**Problem description**
Pictures stay out; everything else in the records below is copied exactly.

**Exercise materials**
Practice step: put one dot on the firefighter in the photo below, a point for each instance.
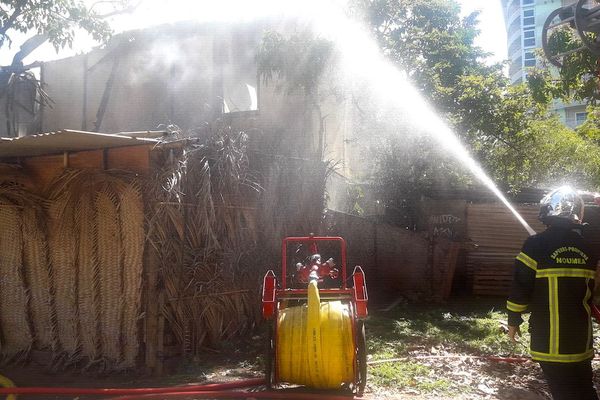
(554, 280)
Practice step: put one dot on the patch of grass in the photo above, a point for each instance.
(471, 329)
(467, 330)
(409, 376)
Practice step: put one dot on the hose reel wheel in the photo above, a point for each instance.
(587, 22)
(582, 18)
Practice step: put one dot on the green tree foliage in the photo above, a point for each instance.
(501, 125)
(296, 62)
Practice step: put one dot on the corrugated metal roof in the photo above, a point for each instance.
(70, 140)
(498, 238)
(497, 233)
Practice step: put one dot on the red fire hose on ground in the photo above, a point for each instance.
(212, 391)
(220, 390)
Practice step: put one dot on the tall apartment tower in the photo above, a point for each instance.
(524, 21)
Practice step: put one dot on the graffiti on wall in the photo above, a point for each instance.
(446, 225)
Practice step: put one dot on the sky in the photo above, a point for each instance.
(492, 37)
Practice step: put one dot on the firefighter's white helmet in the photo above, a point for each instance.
(563, 203)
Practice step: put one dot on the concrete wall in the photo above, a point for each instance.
(396, 262)
(188, 76)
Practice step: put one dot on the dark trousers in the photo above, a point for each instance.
(570, 381)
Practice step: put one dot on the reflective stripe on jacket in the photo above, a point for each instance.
(554, 279)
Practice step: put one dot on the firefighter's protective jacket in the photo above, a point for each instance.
(554, 279)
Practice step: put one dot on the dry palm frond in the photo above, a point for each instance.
(63, 256)
(37, 269)
(131, 215)
(202, 224)
(88, 281)
(17, 337)
(108, 238)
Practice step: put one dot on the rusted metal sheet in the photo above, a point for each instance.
(496, 238)
(69, 141)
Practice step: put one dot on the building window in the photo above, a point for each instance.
(529, 38)
(528, 17)
(580, 118)
(529, 59)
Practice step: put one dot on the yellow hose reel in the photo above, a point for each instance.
(315, 343)
(316, 337)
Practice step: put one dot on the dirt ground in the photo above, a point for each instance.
(476, 377)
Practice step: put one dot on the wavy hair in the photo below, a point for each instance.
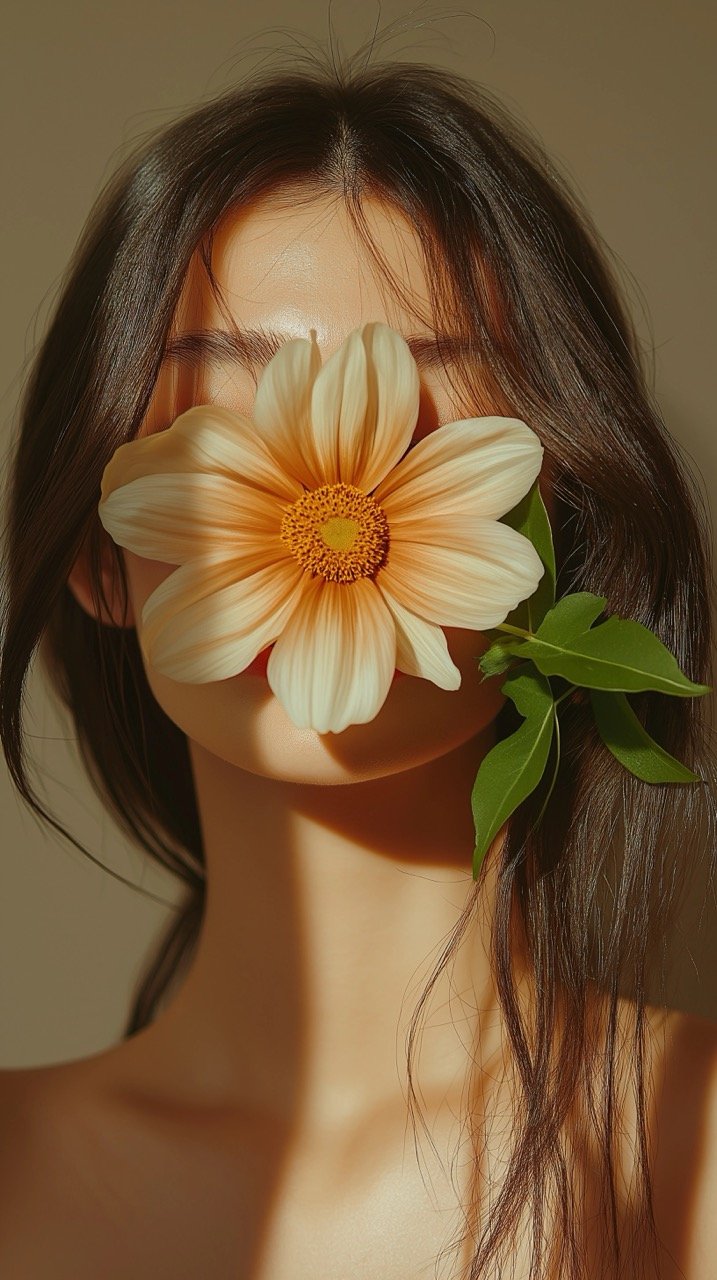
(516, 268)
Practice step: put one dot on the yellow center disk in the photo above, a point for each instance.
(337, 531)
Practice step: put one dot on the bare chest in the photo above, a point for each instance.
(123, 1203)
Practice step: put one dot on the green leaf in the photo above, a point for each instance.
(630, 743)
(619, 654)
(571, 617)
(515, 766)
(529, 517)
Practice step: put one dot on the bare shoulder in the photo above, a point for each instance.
(684, 1132)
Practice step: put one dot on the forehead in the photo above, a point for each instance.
(297, 264)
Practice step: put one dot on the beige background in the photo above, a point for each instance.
(620, 92)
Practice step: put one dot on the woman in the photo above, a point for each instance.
(252, 1123)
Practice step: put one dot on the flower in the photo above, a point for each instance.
(316, 526)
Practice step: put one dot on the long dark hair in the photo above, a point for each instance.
(516, 268)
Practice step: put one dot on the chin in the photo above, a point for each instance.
(243, 723)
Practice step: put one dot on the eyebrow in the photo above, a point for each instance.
(255, 347)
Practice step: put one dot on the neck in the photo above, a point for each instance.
(327, 908)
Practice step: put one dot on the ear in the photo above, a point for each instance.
(78, 581)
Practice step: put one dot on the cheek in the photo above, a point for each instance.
(142, 577)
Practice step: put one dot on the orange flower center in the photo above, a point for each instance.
(337, 531)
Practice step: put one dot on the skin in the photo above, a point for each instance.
(337, 867)
(342, 860)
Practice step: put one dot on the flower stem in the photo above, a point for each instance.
(514, 631)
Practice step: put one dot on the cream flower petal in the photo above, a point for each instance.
(282, 408)
(479, 465)
(392, 412)
(334, 661)
(206, 438)
(474, 589)
(421, 648)
(211, 617)
(338, 412)
(176, 517)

**Answer for this exercise**
Practice step: put one dot on the firefighter in the photo below, a point for each instance.
(554, 280)
Practice step: put one dot on the patch of grass in the photo above, a point for each instance.
(471, 329)
(467, 330)
(409, 376)
Practice step: put one dot on the hose reel wheel in the photo above, a point for each instance.
(587, 22)
(582, 18)
Practice step: put one dot on the green tree foliage in the photo above, a point for each instance.
(501, 125)
(296, 62)
Practice step: put one dot on the corrugated metal roof in the photo above, a point for each instance.
(70, 140)
(498, 238)
(497, 233)
Practice step: put one dot on the red fire hose on ground in the photo above, a point for each instance.
(212, 391)
(220, 390)
Practice step: put one dot on the tall apartment tower in the photo above, a point for each instance.
(524, 21)
Practice step: put one dot on the graffiti on wall in the photo above, a point for each instance.
(446, 225)
Practice step: put one dot on the sky in the photo above, a point for each instance.
(492, 37)
Practice step: put one dot on the firefighter's white helmet in the photo above, a point for each instance.
(563, 203)
Practice step: put one dot on the concrete wall in the photo above, a point for each instance.
(396, 262)
(188, 76)
Practice step: put one dot on the dark trousers in the photo above, a point for each instance.
(570, 381)
Practice step: put one dot on the reflective stripe on jacket in the photo above, a point for each instance.
(554, 279)
Practice step: put one dot on the firefighter's protective jacket in the photo above, a point for each instance.
(554, 279)
Practice step: put one dot on the dry palm frond in the photo above, a point for each instance.
(63, 256)
(37, 269)
(131, 215)
(202, 224)
(88, 281)
(17, 337)
(108, 238)
Practice step: put one dot on the rusted metal sheet in the photo above, a point for each instance.
(496, 238)
(69, 141)
Practice step: put one dot on the building window in the photo above, a point for each instance.
(529, 38)
(528, 17)
(580, 118)
(529, 59)
Practice step: put one dot on the yellow hose reel in the photo above, a point for each instance.
(315, 343)
(316, 337)
Practice step: put one dot on the dirt ground in the photo above, a point for each instance.
(476, 377)
Practice step: put one dot on the wavy hair in the photo below, a point for each instance.
(516, 268)
Practice step: put one dot on the yellow center disk in the photo above, a point for each instance.
(337, 531)
Practice step: put one dot on the bare chest in the photo above, a point for each instance.
(123, 1203)
Practice step: put one dot on the green leaf in the photo above, a point for each instance.
(630, 743)
(619, 654)
(571, 617)
(515, 766)
(529, 517)
Practice step: put one dot on the bare shoulder in the photo above, a point for each instance.
(684, 1132)
Practice step: put one dot on the forehead in the photo above, a point for each instance.
(297, 264)
Practice step: put one dot on the beige background in the photo above, a point for each instance.
(620, 92)
Practice step: put one dot on the woman in the photo above, a point for each instance.
(252, 1123)
Practice step: put one dot on the flower in the photo above, a point for each instance.
(316, 526)
Practice step: put one dot on the long dark hair in the photo above, a point for each instance.
(516, 268)
Practice step: put one dot on the chin in the photo above, a point for each instance.
(243, 723)
Practice step: put one dot on the eyebrow in the photo above, a point for each instance.
(255, 347)
Practice step: put one dot on the neck in the photo above, a point for each instance.
(327, 908)
Practice step: put one dot on the ear in the photo above, a point for each instance.
(78, 581)
Practice step: put one dot on the cheek in the photo above, a point for each instance.
(142, 577)
Practice step: put one dot on the orange flower center in the photo above, a point for each instance.
(337, 531)
Practice step: put one dot on the skin in the photo above, a point for each instance.
(337, 867)
(342, 860)
Practice step: put one dot on the flower stem in the photo above, a point for each instance.
(514, 631)
Practice step: put one dot on the cream flower petal in the photo above, a point for each instance.
(282, 408)
(479, 465)
(392, 412)
(334, 661)
(206, 438)
(474, 589)
(421, 648)
(211, 617)
(338, 412)
(176, 517)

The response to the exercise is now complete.